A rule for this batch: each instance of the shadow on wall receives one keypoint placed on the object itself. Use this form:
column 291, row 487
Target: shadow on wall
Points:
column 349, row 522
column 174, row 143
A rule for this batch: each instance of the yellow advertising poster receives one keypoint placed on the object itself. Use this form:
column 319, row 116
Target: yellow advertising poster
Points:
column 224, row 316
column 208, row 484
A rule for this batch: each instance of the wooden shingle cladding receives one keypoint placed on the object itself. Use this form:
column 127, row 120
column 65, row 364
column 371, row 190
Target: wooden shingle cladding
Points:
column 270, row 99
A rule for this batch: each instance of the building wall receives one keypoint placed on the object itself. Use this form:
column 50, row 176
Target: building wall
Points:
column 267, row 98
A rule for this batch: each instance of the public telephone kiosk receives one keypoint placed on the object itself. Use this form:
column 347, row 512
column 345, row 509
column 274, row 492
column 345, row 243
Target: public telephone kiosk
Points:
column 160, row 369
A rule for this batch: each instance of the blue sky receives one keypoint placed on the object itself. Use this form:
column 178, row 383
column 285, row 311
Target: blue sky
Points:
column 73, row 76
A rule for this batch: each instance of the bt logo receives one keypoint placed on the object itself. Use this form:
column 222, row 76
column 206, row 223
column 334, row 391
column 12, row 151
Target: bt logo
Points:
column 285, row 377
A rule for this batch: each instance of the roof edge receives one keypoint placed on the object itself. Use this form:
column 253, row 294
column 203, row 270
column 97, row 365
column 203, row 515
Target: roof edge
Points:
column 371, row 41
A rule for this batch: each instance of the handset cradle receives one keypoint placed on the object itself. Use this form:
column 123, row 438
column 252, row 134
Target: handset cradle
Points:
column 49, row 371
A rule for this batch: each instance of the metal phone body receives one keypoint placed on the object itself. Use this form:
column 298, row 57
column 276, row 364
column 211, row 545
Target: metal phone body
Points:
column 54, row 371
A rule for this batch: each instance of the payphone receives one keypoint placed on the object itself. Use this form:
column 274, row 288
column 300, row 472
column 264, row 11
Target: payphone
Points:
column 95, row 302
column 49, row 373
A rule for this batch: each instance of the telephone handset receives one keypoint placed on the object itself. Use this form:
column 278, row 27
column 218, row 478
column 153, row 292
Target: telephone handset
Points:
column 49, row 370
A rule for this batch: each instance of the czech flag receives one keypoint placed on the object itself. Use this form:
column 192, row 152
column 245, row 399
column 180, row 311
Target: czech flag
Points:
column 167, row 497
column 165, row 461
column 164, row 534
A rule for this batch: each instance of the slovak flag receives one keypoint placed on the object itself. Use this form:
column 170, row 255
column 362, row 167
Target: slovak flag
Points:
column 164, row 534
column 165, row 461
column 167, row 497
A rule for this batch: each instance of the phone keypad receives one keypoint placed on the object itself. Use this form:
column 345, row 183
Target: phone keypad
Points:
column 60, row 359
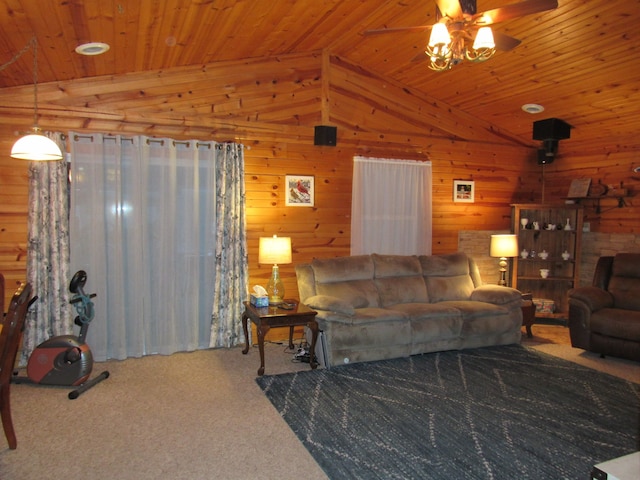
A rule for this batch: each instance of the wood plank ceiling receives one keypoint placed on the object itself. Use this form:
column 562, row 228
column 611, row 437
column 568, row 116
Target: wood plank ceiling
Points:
column 581, row 60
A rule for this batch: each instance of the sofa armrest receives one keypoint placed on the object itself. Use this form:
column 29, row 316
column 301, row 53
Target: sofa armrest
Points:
column 330, row 304
column 593, row 298
column 496, row 294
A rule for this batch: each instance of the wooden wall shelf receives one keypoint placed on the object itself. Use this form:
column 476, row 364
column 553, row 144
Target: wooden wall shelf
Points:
column 563, row 274
column 596, row 200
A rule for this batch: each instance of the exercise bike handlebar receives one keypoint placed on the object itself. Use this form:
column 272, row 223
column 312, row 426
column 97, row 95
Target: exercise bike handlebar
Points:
column 79, row 298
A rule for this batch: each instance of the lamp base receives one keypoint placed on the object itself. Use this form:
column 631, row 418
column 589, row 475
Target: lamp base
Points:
column 275, row 288
column 503, row 271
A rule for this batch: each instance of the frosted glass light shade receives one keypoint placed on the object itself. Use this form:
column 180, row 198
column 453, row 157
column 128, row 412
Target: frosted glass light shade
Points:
column 504, row 246
column 439, row 35
column 36, row 147
column 274, row 250
column 484, row 39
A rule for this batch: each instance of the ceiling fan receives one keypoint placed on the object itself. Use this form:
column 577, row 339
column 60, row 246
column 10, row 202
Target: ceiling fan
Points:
column 461, row 33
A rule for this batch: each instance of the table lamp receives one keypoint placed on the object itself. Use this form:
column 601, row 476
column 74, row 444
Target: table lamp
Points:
column 275, row 250
column 503, row 246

Written request: Rewrite every one of the records above with "Target" changed to "Label" and nothing else altered. Leave the pictures out of your answer.

Solution to the problem:
A rule for this batch: each instance of the shadow on wall receives one keypoint placed on the object itself. Use this form:
column 291, row 487
Label: shadow on wall
Points:
column 349, row 522
column 174, row 143
A rule for this batch: each instance of the yellow advertising poster receives one keypoint placed on the object itself. Use this form:
column 319, row 116
Label: yellow advertising poster
Points:
column 224, row 316
column 208, row 484
A rule for this batch: each instance of the wooden shingle cladding receives one keypoint placed on the object itself. Use this form:
column 127, row 120
column 65, row 364
column 371, row 190
Label: wooden shingle cladding
Points:
column 270, row 99
A rule for this batch: each instance of the building wall receives one keypoint placed on the object itself. Use this form:
column 50, row 176
Label: building wall
Points:
column 267, row 98
A rule for this batch: each instance of the public telephone kiosk receives one keypoint placed on the object itself. Use this form:
column 347, row 512
column 345, row 509
column 274, row 492
column 345, row 243
Label: public telephone kiosk
Points:
column 160, row 369
A rule for this batch: each instance of the blue sky receives one keypoint placed on the object itself. Use this form:
column 178, row 383
column 285, row 311
Label: blue sky
Points:
column 73, row 76
A rule for this batch: each instance of the bt logo receives one keypoint placed on the object itself. Use this form:
column 222, row 76
column 206, row 223
column 334, row 391
column 12, row 151
Label: bt logo
Points:
column 285, row 377
A rule for this batch: each instance of the roof edge receives one keypoint placed on the object itself. Use this form:
column 253, row 294
column 203, row 270
column 97, row 365
column 203, row 515
Label: roof edge
Points:
column 371, row 41
A rule for this batch: each instance of the handset cradle receives one keypoint placed on the object itself. Use this form:
column 123, row 438
column 252, row 134
Label: handset cradle
Points:
column 49, row 371
A rule for this batch: each instance of the metal phone body receives one keypoint placed on the object itself. Use this form:
column 298, row 57
column 276, row 364
column 211, row 545
Label: metal phone body
Points:
column 54, row 371
A rule for this batch: each instance of the payphone receives one keypoint placed on the object itself. Use this form:
column 274, row 288
column 300, row 472
column 264, row 11
Label: payphone
Points:
column 95, row 302
column 49, row 373
A rule for this batch: each instance of the telephone handset receives one keypoint placed on the object itself. Use this form:
column 278, row 27
column 218, row 478
column 153, row 292
Label: telephone handset
Points:
column 49, row 370
A rule for this batch: each instance of the czech flag receives one keypoint placed on the object itself. Use this form:
column 192, row 152
column 245, row 399
column 180, row 311
Label: czech flag
Points:
column 167, row 497
column 165, row 461
column 164, row 534
A rule for this batch: each instance of the slovak flag receives one keypoint placed on the object itself. Use this form:
column 170, row 255
column 362, row 167
Label: slovak flag
Points:
column 164, row 534
column 165, row 461
column 167, row 497
A rule for this batch: each instance of the phone keypad receives one keypoint placed on the object itself. Use this form:
column 345, row 183
Label: phone keypad
Points:
column 60, row 359
A rule for this batch: each instance of the wood plank ceiling receives one keypoint placed on the object itself. Use this form:
column 562, row 228
column 611, row 437
column 568, row 116
Label: wood plank ceiling
Points:
column 581, row 60
A rule for this batch: each instance of the sofa armrest receives one keypoint placed on the object itself. Use this form:
column 29, row 316
column 301, row 53
Label: sofa armrest
Points:
column 330, row 304
column 593, row 298
column 496, row 294
A rule for this batch: each instance of the wooden wall shelf receives one keypoint placed on the object itself. Use this form:
column 476, row 364
column 553, row 144
Label: wooden wall shelf
Points:
column 563, row 274
column 596, row 200
A rule for this batch: each instance of the exercise bike handlebar receives one keypoint placed on the object itself. Use this form:
column 272, row 223
column 312, row 426
column 97, row 95
Label: exercise bike handlebar
Points:
column 79, row 298
A rule for this batch: each instance of the lamp base receives one keypoint placed on the object itself. Use this form:
column 631, row 418
column 589, row 475
Label: lamp base
Points:
column 275, row 288
column 503, row 271
A rule for this batch: each instance of the frosted glass light shade receives one keypoint placed on the object itself. Use this form:
column 180, row 198
column 453, row 157
column 128, row 412
Label: frosted glass light shade
Points:
column 504, row 246
column 439, row 35
column 36, row 147
column 274, row 250
column 484, row 39
A rule for this batch: each instance of the ceiling fan receives one keypoint placed on the object itself. Use this form:
column 577, row 339
column 60, row 246
column 10, row 202
Label: ceiling fan
Points:
column 461, row 33
A rule for this batch: each instance of the table lamp receives one keypoint placed on the object itself. Use this form:
column 601, row 476
column 74, row 444
Label: table lamp
Points:
column 275, row 250
column 503, row 246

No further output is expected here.